Saved entries
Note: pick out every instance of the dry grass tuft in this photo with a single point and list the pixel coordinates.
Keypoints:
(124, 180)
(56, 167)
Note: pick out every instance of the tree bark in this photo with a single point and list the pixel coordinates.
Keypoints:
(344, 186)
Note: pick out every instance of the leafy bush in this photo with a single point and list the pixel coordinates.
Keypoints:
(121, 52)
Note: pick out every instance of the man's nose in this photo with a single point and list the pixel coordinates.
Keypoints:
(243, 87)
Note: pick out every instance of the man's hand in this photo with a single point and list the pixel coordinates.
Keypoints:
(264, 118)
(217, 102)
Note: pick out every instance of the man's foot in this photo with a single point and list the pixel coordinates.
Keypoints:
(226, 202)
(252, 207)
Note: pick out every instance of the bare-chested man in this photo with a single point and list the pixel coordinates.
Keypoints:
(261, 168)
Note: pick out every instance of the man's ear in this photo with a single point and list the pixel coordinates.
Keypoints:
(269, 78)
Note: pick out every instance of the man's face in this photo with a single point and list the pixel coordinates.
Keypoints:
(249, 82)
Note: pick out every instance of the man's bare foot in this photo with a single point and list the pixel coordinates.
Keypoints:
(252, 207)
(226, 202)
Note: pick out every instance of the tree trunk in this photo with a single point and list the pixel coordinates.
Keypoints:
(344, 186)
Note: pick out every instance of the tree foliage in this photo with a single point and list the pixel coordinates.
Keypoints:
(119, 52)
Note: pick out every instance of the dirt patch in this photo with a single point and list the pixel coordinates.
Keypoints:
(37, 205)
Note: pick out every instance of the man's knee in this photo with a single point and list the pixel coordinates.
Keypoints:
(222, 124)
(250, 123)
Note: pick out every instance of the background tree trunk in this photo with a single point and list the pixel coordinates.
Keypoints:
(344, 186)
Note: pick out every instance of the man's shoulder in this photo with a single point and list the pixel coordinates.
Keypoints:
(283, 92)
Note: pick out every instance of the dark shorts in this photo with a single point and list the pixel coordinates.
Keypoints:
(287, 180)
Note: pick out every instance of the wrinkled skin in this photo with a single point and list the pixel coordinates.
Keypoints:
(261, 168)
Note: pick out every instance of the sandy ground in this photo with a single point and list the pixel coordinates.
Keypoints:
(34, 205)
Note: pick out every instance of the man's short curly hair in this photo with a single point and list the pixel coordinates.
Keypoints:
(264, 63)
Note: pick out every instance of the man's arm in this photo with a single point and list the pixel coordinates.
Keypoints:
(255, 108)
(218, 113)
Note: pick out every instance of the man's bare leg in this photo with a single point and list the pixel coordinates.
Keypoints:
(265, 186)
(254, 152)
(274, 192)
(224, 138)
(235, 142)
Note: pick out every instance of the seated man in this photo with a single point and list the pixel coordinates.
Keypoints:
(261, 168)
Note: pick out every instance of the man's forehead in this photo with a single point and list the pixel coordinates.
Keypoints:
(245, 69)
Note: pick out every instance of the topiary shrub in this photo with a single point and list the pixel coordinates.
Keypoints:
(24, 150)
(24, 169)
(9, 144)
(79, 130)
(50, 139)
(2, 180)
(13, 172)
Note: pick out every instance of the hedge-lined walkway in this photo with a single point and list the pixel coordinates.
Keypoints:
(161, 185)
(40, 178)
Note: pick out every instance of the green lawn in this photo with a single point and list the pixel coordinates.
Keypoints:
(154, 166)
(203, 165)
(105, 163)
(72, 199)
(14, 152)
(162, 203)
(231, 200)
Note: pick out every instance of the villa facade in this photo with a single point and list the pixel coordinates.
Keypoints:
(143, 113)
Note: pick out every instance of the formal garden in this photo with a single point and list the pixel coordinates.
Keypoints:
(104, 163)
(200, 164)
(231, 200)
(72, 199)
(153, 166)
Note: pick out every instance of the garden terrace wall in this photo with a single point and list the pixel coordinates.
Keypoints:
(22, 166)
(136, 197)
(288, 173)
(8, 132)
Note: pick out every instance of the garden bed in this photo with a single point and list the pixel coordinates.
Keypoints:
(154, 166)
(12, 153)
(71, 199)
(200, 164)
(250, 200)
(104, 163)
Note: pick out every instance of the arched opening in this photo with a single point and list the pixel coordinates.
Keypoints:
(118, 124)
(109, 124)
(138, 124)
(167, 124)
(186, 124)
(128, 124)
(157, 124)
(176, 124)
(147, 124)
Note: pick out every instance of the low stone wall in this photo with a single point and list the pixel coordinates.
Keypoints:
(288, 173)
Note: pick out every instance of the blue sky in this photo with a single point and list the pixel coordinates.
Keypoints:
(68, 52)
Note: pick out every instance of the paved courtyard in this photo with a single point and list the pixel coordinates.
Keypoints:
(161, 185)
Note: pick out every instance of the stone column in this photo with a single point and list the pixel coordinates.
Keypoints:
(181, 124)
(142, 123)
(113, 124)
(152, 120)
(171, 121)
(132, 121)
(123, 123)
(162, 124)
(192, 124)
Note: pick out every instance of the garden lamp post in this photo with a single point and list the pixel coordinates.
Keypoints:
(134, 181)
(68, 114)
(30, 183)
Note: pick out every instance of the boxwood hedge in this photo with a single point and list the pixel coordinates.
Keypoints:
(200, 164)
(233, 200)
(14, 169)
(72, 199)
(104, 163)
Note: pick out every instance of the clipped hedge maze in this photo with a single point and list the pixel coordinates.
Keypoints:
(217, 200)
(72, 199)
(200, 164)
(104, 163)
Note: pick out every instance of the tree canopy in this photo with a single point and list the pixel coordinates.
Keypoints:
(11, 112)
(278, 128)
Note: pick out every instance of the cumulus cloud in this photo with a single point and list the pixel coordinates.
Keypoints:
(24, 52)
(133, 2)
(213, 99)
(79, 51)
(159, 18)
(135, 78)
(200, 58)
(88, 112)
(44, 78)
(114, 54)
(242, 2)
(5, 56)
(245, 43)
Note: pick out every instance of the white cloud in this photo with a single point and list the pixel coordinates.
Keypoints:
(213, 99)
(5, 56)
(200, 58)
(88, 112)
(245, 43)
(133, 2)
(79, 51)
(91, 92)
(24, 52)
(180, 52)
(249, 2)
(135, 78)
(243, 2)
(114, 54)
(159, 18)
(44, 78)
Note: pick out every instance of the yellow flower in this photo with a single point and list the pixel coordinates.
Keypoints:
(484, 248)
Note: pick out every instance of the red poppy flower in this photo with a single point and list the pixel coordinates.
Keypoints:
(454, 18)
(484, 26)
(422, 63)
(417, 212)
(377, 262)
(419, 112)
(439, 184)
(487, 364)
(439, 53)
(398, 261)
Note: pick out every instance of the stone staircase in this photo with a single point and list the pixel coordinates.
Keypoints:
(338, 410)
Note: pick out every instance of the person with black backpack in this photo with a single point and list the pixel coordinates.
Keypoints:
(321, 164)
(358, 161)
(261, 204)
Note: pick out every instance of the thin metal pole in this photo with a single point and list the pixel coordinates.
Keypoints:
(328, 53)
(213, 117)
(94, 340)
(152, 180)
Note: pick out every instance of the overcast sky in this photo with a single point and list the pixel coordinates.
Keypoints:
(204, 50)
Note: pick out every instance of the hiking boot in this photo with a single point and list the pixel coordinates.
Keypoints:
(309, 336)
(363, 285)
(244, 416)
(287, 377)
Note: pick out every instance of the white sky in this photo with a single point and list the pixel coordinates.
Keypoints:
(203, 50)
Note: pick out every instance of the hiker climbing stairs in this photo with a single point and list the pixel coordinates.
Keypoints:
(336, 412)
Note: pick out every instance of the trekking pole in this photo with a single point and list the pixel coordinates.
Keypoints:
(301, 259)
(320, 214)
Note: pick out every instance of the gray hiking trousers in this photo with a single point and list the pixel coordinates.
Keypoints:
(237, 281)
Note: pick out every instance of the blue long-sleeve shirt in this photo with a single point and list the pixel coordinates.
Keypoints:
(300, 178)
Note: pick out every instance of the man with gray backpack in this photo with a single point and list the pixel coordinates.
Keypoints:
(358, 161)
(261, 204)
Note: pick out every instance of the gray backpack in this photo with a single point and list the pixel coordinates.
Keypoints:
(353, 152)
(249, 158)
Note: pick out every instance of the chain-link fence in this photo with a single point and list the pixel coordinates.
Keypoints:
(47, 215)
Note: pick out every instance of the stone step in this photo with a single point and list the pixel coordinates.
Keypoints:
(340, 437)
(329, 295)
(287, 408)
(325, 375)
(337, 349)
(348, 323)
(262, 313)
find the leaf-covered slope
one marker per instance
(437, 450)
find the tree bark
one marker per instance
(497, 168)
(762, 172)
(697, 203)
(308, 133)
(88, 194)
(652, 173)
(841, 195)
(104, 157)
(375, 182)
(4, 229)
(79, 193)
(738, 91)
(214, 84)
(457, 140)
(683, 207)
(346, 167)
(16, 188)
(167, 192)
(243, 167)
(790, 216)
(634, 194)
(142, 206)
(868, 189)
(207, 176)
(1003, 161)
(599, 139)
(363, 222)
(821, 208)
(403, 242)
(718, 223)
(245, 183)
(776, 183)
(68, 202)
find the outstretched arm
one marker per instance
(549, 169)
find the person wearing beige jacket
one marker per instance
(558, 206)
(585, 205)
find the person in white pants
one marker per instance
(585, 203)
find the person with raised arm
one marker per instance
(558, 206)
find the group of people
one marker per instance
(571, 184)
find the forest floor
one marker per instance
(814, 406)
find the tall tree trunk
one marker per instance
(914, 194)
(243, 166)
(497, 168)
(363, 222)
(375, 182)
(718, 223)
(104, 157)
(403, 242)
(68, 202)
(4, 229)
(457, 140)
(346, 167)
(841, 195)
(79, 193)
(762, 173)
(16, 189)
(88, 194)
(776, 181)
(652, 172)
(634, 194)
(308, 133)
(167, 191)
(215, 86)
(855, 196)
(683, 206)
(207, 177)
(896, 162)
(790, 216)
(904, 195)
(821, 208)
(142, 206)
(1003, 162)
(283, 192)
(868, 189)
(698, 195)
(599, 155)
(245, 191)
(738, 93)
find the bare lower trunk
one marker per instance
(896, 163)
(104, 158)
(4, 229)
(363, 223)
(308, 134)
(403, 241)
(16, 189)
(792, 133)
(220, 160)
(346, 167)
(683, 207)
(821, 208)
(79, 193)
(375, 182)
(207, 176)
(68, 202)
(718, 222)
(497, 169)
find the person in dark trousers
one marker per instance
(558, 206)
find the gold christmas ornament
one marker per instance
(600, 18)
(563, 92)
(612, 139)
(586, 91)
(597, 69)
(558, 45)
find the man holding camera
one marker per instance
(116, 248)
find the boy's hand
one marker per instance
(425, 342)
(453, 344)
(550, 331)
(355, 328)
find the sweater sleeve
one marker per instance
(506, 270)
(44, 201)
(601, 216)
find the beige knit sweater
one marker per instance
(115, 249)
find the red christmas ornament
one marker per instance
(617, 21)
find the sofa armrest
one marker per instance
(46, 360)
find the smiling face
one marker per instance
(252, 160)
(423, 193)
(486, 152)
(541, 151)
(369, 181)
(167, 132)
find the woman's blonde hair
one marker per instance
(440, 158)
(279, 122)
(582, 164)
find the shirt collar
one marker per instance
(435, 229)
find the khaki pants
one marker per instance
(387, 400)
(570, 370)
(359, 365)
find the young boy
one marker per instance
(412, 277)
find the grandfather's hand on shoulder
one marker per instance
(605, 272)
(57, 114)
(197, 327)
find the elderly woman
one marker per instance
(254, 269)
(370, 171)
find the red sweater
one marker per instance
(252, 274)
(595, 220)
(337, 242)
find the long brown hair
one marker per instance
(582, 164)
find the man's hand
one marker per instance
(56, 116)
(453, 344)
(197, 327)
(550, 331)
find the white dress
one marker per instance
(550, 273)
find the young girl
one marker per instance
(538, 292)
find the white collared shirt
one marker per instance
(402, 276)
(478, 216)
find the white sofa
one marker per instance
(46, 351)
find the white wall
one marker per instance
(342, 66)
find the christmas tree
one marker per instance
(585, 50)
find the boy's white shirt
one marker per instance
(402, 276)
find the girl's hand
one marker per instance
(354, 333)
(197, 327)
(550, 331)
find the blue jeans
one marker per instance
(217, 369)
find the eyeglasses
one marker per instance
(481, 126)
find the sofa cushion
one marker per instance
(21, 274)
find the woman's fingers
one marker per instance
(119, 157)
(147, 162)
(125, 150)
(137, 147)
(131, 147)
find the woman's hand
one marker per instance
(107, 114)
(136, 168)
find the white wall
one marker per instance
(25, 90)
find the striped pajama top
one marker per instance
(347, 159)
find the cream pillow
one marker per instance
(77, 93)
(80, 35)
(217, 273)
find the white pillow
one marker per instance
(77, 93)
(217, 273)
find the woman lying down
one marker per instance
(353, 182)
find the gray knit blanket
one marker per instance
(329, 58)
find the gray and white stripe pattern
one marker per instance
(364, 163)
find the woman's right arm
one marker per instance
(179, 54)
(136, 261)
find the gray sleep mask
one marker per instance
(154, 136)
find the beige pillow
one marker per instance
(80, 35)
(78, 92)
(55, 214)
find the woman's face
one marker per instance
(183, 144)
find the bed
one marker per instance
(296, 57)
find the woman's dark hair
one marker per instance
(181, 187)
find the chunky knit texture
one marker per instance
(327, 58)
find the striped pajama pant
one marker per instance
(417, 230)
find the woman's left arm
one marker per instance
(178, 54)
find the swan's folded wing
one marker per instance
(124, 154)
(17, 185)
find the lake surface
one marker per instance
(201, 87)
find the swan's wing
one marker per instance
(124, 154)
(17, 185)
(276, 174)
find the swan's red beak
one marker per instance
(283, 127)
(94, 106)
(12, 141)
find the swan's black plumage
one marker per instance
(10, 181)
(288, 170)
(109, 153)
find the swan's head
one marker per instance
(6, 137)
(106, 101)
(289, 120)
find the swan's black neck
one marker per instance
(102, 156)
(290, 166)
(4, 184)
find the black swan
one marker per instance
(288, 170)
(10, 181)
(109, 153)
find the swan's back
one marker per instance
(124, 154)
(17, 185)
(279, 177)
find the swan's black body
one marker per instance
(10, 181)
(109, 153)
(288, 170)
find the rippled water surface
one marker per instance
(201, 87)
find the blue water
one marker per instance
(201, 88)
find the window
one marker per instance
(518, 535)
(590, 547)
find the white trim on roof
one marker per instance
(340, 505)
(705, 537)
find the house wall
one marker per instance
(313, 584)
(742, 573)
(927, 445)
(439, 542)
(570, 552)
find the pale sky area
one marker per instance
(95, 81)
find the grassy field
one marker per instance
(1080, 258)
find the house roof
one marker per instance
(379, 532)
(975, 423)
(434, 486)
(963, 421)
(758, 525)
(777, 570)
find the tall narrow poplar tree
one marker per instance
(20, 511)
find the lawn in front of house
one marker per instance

**GOAL OF THE EXERCISE**
Look through the entries and return each line that has the word "person" in it.

**FINAL ANSWER**
Note: pick out every instance of the person with black backpack in this photo with a single point and list the pixel coordinates.
find the person wearing beige jacket
find the person in white pants
find the person with raised arm
find the person in dark trousers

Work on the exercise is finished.